Rows from a dataset
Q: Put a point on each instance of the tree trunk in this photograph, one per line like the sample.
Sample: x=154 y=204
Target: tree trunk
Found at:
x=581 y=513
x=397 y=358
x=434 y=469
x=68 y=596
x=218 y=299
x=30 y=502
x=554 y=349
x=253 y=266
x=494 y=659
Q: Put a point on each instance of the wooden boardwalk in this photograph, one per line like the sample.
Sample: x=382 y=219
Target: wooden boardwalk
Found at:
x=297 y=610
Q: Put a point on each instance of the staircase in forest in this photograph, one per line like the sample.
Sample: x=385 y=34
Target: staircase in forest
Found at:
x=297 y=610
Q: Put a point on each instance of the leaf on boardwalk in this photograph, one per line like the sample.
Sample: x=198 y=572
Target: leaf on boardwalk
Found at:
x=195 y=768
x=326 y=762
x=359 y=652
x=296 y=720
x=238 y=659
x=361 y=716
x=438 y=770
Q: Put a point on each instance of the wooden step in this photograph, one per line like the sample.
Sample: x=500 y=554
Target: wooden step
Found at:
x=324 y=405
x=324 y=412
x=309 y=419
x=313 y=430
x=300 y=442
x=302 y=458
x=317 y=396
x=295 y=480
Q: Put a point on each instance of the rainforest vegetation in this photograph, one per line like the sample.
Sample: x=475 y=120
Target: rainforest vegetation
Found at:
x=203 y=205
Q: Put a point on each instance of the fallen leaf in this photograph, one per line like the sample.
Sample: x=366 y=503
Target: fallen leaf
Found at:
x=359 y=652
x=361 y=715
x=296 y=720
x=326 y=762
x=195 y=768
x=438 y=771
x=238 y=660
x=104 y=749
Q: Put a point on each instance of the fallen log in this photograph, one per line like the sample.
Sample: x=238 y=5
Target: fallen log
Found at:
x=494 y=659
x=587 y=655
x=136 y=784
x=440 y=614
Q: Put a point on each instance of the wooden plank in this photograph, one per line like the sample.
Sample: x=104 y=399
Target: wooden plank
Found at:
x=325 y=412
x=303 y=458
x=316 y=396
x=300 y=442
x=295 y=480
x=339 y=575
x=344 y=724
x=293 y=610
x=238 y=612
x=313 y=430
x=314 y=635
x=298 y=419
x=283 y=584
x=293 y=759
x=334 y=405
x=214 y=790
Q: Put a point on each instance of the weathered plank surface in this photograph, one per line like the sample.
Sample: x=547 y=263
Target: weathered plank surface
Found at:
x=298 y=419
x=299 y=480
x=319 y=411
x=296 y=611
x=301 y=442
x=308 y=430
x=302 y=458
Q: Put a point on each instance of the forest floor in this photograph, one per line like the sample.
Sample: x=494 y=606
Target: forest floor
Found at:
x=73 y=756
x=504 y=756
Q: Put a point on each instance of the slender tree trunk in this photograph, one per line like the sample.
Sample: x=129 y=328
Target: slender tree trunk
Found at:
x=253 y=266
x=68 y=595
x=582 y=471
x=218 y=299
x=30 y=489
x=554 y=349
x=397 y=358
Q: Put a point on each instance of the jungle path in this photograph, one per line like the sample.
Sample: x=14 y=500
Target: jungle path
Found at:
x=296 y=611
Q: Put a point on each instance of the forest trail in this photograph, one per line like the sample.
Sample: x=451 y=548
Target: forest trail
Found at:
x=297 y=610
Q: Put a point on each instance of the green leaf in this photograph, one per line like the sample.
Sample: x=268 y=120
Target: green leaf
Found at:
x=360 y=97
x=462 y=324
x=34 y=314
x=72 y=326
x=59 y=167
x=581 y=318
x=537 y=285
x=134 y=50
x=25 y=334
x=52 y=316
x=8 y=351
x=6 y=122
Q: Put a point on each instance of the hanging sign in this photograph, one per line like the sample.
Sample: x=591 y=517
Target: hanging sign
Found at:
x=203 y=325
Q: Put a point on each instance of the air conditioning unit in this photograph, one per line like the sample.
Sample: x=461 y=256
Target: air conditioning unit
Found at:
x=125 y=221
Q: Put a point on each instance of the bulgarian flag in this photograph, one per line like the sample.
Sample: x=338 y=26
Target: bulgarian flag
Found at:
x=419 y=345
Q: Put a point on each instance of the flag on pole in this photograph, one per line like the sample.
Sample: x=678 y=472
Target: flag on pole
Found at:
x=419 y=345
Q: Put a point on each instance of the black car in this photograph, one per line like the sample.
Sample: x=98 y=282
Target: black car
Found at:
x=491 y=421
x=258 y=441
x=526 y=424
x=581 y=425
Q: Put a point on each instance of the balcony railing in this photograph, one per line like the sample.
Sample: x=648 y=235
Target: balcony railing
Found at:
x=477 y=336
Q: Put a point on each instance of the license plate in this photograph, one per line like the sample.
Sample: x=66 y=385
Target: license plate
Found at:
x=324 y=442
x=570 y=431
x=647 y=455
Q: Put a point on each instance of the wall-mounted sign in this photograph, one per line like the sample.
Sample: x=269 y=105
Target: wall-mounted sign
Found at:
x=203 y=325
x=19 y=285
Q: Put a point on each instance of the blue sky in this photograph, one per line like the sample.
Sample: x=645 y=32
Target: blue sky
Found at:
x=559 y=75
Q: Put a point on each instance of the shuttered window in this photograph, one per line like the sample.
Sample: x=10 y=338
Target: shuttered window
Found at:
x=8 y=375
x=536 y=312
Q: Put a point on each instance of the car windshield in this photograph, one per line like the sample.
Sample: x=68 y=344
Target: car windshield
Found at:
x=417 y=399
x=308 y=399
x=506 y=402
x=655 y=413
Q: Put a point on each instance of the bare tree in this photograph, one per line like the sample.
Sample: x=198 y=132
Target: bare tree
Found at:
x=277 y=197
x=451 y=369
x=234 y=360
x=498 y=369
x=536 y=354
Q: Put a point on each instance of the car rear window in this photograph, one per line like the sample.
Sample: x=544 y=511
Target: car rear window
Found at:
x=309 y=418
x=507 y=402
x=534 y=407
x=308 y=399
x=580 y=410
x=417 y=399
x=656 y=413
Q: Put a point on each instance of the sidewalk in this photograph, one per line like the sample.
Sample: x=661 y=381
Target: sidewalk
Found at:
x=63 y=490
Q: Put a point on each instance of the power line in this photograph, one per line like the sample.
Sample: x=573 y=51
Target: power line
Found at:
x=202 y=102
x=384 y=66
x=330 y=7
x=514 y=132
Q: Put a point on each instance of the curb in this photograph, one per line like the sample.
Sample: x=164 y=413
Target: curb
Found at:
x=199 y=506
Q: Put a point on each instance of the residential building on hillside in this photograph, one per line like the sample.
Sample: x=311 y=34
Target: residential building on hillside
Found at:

*Problem details*
From the records above, extract every line exactly as it stands.

*Solution for this problem*
Q: Put a point on each instance of the tree trunk in this photograph, one per line like the sample.
Sample: x=154 y=204
Target: tree trunk
Found at:
x=581 y=513
x=397 y=358
x=434 y=469
x=68 y=596
x=218 y=299
x=30 y=502
x=554 y=349
x=253 y=266
x=494 y=659
Q: Put a point on each instance of the wooden boardwalk in this photograph, one per line like the sample.
Sample: x=382 y=219
Target: wooden boardwalk
Found at:
x=297 y=610
Q: Put a point on each instance of the staircase in forest in this photograph, one per line like the sample.
Sample: x=385 y=34
Target: staircase in forest
Found at:
x=297 y=610
Q: Put a point on each instance of the leaf on boardwalk in this photograph, one per line like the sample.
Sample: x=198 y=572
Target: leaf on boardwalk
Found at:
x=195 y=768
x=326 y=762
x=359 y=652
x=296 y=720
x=238 y=659
x=361 y=716
x=438 y=770
Q: Put a point on each instance of the wooden step in this photograph, one per line like the sample.
Sample: x=500 y=554
Target: wooden step
Found at:
x=324 y=405
x=324 y=412
x=309 y=419
x=313 y=430
x=300 y=442
x=302 y=458
x=317 y=396
x=295 y=480
Q: Put a point on each instance of the rainforest vegetation in this photograph, one per line like the sample.
Sample: x=475 y=120
Target: rainforest vegetation
Found at:
x=203 y=205
Q: Put a point on each instance of the fallen leaf in this photograph, one per line like the sample.
Sample: x=366 y=503
Target: fallen leaf
Found at:
x=359 y=652
x=361 y=715
x=296 y=720
x=326 y=762
x=195 y=768
x=438 y=771
x=238 y=660
x=104 y=749
Q: Put a point on each instance of the fallen log in this photograph, one per line like the sample.
Sample: x=238 y=5
Target: fallen log
Found at:
x=494 y=659
x=587 y=655
x=136 y=784
x=440 y=614
Q: Put a point on each instance of the wooden plank in this photograph, one per line like the sample.
Sample: x=104 y=399
Target: wooden plank
Found at:
x=325 y=412
x=303 y=458
x=316 y=396
x=300 y=442
x=295 y=480
x=339 y=575
x=344 y=724
x=293 y=610
x=238 y=612
x=313 y=430
x=314 y=635
x=298 y=419
x=283 y=584
x=293 y=759
x=334 y=405
x=214 y=790
Q: Put a point on each instance of the weathered plank surface in this photograph, one per line like the sample.
Sample: x=547 y=263
Target: weathered plank surface
Found at:
x=298 y=419
x=299 y=480
x=319 y=411
x=296 y=611
x=301 y=442
x=308 y=430
x=302 y=458
Q: Put a point on each instance of the forest floor in this photograph, one per line like the sample.
Sample: x=494 y=606
Target: forest floor
Found at:
x=73 y=756
x=504 y=756
Q: Put a point on each instance of the slender tree trunk in this photograph, one per line like the sample.
Sample: x=129 y=328
Target: slender tree trunk
Found at:
x=253 y=266
x=68 y=595
x=582 y=471
x=218 y=299
x=30 y=489
x=554 y=349
x=397 y=358
Q: Put a point on each instance of the jungle path in this photograph, one per line like the sample.
Sample: x=14 y=500
Target: jungle path
Found at:
x=296 y=611
Q: Put a point on each instance of the forest trail in this photograph, one per line like the sample.
Sample: x=451 y=548
Target: forest trail
Found at:
x=297 y=610
Q: Put a point on each instance of the green leaf in this photograph, one per line like the sample.
Sample: x=268 y=120
Target: green leaf
Found at:
x=360 y=97
x=462 y=324
x=34 y=314
x=72 y=326
x=59 y=167
x=581 y=318
x=537 y=285
x=134 y=50
x=25 y=334
x=52 y=316
x=8 y=351
x=6 y=122
Q: Put a point on each instance of the hanging sign in this photograph, one per line like the sample.
Sample: x=591 y=517
Target: hanging sign
Found at:
x=203 y=325
Q: Put a point on each instance of the air conditioning unit in this photograph, one per line like the sample.
Sample: x=461 y=256
Target: air conditioning unit
Found at:
x=125 y=221
Q: Put a point on each instance of the bulgarian flag in this photograph, one per line like the sample.
Sample: x=338 y=26
Target: bulgarian flag
Found at:
x=419 y=345
Q: Put a point on each instance of the flag on pole in this photograph, one per line like the sample.
Sample: x=678 y=472
Target: flag on pole
Found at:
x=419 y=345
Q: Put a point on each instance of the black car in this photograph, one per line like the sample.
Sample: x=98 y=282
Target: black car
Found at:
x=491 y=421
x=258 y=441
x=526 y=424
x=581 y=425
Q: Put a point on each instance of the balcony railing in this photograph, one per line like the sample.
Sample: x=648 y=235
Target: balcony railing
Found at:
x=477 y=336
Q: Put a point on each instance of the license plate in this photograph, one per line like the sample.
Sample: x=66 y=385
Target: license plate
Found at:
x=324 y=442
x=570 y=431
x=647 y=455
Q: Put a point on each instance of the wall-mounted sign in this photograph, one per line like the sample.
Sample: x=269 y=105
Target: wall-mounted sign
Found at:
x=203 y=325
x=19 y=285
Q: Put a point on each instance of the blue sky in this photograph, one per line like the sample.
Sample: x=645 y=32
Target: blue sky
Found at:
x=559 y=75
Q: Put a point on each instance of the shuttered window in this photograph, one per line like the sample.
Sample: x=10 y=338
Target: shuttered window
Found at:
x=8 y=375
x=536 y=312
Q: Put a point on each instance of the car windshield in this photograph, one per line like the sample.
Sample: x=68 y=344
Target: car windshield
Found at:
x=417 y=399
x=308 y=399
x=506 y=402
x=655 y=413
Q: Put a point on each instance of the bare tree in this photograph, one per line like the sample.
Sample: x=198 y=132
Target: bare tree
Found at:
x=277 y=197
x=451 y=369
x=234 y=360
x=498 y=369
x=536 y=354
Q: Put a point on each instance of the car rear window in this photograph, one per line like the sample.
Sample: x=544 y=511
Target: car rear window
Found at:
x=309 y=418
x=507 y=402
x=534 y=407
x=308 y=399
x=580 y=410
x=417 y=399
x=656 y=413
Q: Put a point on each instance of the sidewalk in this photograph, one per line like the sample.
Sample: x=661 y=381
Target: sidewalk
Found at:
x=63 y=490
Q: Put a point on each instance of the power line in this photograph, one per line like the sample.
Sample: x=573 y=51
Target: power line
Found at:
x=202 y=102
x=384 y=66
x=330 y=7
x=514 y=132
Q: Put a point on each instance of the curb in this photograph, one per line like the sample.
Sample: x=164 y=413
Target: curb
Found at:
x=199 y=506
Q: Put a point on each instance of the residential building on hillside in this photograph, one per line like the sample.
Sample: x=311 y=34
Target: residential building on hillside
Found at:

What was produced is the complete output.